• THE PROBLEM:
Quote exactly, and only, the lines from the one with "Would you mind pointing to the necklace" through the end of the listing.

(DATA TO EXAMINE begins)

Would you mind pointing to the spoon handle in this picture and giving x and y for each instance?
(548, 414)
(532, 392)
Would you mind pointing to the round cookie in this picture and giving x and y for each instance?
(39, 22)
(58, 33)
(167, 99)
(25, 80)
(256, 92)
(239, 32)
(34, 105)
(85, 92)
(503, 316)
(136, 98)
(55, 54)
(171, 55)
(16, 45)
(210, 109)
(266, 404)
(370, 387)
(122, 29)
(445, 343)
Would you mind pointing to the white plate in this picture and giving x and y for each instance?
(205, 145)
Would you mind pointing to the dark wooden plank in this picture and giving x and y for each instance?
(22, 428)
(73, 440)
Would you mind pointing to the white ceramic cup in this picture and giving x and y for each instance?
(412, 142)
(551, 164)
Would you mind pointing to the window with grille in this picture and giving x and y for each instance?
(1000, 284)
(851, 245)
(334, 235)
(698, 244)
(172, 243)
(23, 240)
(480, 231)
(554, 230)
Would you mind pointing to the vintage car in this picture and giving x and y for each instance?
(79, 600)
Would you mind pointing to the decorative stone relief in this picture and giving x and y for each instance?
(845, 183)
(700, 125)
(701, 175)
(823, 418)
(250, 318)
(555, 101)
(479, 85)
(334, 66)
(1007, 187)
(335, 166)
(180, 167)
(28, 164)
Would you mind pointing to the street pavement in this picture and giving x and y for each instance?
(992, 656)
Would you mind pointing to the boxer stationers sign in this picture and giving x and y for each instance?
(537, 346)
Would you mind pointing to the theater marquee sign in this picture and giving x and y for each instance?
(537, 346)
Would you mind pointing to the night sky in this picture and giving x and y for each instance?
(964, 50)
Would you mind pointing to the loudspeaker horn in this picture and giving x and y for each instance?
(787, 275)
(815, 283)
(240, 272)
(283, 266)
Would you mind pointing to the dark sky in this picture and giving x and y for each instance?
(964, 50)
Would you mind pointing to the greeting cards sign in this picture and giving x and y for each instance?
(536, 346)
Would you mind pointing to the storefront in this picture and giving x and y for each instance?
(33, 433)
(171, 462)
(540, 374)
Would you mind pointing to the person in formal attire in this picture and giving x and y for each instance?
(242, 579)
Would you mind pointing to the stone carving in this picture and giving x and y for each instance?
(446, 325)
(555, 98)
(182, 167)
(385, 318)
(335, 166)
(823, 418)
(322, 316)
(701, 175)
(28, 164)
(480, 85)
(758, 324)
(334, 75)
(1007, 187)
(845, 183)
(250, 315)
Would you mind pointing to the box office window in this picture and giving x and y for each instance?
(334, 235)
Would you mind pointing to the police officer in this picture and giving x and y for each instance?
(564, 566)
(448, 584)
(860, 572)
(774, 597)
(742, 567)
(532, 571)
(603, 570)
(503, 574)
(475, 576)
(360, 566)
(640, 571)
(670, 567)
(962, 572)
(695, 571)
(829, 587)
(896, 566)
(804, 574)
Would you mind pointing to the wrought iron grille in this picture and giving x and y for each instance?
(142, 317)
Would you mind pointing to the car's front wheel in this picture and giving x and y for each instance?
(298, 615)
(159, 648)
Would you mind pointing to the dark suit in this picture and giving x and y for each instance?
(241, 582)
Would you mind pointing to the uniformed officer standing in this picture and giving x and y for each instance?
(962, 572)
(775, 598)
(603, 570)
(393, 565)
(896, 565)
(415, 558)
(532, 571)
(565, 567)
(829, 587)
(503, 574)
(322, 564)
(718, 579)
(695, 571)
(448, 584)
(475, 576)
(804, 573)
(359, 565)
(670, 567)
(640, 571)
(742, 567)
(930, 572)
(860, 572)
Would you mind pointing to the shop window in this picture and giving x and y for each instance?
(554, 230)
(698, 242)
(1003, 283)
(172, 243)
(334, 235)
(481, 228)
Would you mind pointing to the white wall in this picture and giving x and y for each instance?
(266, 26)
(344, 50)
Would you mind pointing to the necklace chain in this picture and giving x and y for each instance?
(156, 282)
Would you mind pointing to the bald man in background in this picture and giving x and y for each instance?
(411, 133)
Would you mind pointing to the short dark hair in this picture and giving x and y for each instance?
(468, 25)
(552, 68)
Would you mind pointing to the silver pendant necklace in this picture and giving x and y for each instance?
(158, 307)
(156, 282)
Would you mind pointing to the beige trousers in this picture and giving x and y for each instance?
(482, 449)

(DATA TO EXAMINE ends)

• WRITTEN RESPONSE:
Would you mind pointing to the necklace chain in this picture and giving x and y for each instance?
(156, 282)
Would you mind pointing to the bald man in background in this picture and giving x and y for each instance?
(411, 133)
Would you mind pointing to the short dark hair in this picture and giving x and y for each instance?
(468, 25)
(552, 68)
Would you mind pointing to the silver pendant necklace in this picture and giving x and y for each instance?
(158, 307)
(156, 282)
Would you mind pointing to the beige trousers in this picture and giving x and y for each instance?
(482, 449)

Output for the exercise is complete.